- _Data for the task_
★ ★ ★
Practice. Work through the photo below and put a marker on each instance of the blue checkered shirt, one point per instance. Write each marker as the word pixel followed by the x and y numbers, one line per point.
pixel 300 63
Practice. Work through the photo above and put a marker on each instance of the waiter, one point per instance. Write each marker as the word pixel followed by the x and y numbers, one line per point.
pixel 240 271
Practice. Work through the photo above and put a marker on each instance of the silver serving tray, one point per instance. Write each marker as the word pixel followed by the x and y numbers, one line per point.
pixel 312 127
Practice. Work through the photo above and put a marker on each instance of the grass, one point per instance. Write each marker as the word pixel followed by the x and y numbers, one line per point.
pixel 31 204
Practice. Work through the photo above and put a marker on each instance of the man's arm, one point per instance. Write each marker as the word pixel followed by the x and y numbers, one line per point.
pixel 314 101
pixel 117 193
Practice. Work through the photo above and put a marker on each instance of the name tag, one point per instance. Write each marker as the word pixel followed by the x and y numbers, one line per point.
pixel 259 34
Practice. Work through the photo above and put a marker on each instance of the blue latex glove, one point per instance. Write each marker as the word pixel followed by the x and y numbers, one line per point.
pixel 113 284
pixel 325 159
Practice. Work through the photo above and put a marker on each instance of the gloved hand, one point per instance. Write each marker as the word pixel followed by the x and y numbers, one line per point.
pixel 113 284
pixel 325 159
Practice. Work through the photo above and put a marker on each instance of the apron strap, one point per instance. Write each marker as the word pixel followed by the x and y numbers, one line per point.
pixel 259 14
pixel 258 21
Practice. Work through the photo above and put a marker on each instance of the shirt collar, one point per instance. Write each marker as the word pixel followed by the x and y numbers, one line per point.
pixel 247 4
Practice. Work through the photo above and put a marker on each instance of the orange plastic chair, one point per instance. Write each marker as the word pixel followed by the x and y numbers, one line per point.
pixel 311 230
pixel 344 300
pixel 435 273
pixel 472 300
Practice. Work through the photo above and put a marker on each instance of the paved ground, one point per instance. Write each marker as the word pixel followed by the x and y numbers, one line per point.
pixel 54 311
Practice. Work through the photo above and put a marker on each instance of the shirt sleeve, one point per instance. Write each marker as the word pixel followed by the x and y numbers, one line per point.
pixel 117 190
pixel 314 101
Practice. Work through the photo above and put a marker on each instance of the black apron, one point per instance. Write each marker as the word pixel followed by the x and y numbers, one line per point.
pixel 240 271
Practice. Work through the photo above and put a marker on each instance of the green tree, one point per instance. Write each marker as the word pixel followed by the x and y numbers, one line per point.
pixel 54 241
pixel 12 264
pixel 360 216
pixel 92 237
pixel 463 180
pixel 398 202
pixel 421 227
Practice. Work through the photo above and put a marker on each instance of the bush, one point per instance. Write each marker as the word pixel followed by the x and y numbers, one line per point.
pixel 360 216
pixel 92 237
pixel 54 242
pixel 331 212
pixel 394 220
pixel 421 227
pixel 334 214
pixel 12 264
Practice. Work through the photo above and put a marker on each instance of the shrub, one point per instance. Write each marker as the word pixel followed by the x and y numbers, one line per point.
★ ★ ★
- _Exercise instructions_
All the records above need to be printed exactly.

- _Answer for the task_
Practice. Work through the photo below and put a marker on each instance of the blue checkered shirt, one point per instance. Write each marker as the word pixel followed by the x and y numbers, one line per point.
pixel 300 63
Practice. Work through the photo above and put a marker on each instance of the waiter, one point per instance. Write each marker as the word pixel followed by the x and y numbers, one line per point.
pixel 240 271
Practice. Work through the photo above and put a marker on each instance of the silver serving tray, one point per instance. Write each marker as the word pixel followed by the x and y numbers, one line per point.
pixel 312 127
Practice. Work through the photo above and put a marker on each instance of the grass, one point per instance. Write each marker as the word pixel followed by the x and y numbers, one line per point.
pixel 31 204
Practice. Work through the photo above and put a marker on each instance of the man's arm, one point per instance. Write each marker as the word pixel followed by the x and y numbers, one line per point.
pixel 314 101
pixel 117 193
Practice. Work through the photo above and put a marker on each instance of the name tag, one point per instance. Write each marker as the word pixel followed by the x and y numbers, one line per point.
pixel 259 34
Practice. Work through the photo above and put a marker on each instance of the blue latex glove, one point per instance. Write each marker as the word pixel followed by the x and y numbers, one line per point.
pixel 113 284
pixel 325 159
Practice. Work through the photo above and put a marker on each instance of the gloved hand, one point per instance. Write each marker as the word pixel followed by the x and y numbers, one line per point.
pixel 113 284
pixel 325 159
Practice. Work through the photo above and put a marker on each instance of the apron strap, one point per instance. Write each marker as the word pixel followed by the x and y numbers, one line per point.
pixel 259 14
pixel 258 21
Practice. Work through the photo above and put a marker on each instance of the shirt collar, one point per instance. Write each marker as the word pixel followed by the x and y numbers, one line per point.
pixel 247 4
Practice. Work through the photo above and put a marker on each instance of the orange plastic chair, one point per instance. Write each marker as the word pixel followed by the x and y numbers, one line per point.
pixel 311 230
pixel 344 300
pixel 435 273
pixel 472 300
Practice. Work through the photo above and put a marker on each instance of the paved ground, one point per instance. Write each marker as the word pixel followed by the x and y numbers, one line per point.
pixel 54 311
Practice. Work through the photo above and put a marker on each instance of the shirt sleeve, one point per instance. Write each marker as the word pixel followed by the x and y numbers, one line per point.
pixel 117 190
pixel 314 101
Practice. Work through the photo above and put a marker on each instance of the black apron, one point per instance. Write each marker as the word pixel followed by the x and y numbers, one line per point.
pixel 240 271
Practice. Work through the photo above and put a marker on each instance of the green tree, one point per instance. Write each marker as the word pixel followed by the x and y numbers, one line per point.
pixel 54 241
pixel 12 264
pixel 360 216
pixel 92 237
pixel 463 180
pixel 398 202
pixel 421 227
Practice. Work through the photo above and put a marker on each instance of the bush, one point per instance. Write each marker as the word pixel followed by the x and y numbers, one line per point.
pixel 360 216
pixel 92 237
pixel 54 242
pixel 331 212
pixel 394 220
pixel 421 227
pixel 334 214
pixel 12 264
Practice. Work through the photo above and put a marker on each instance of the shrub, one point per instance. Write each marker as the word pixel followed by the x and y numbers, one line per point.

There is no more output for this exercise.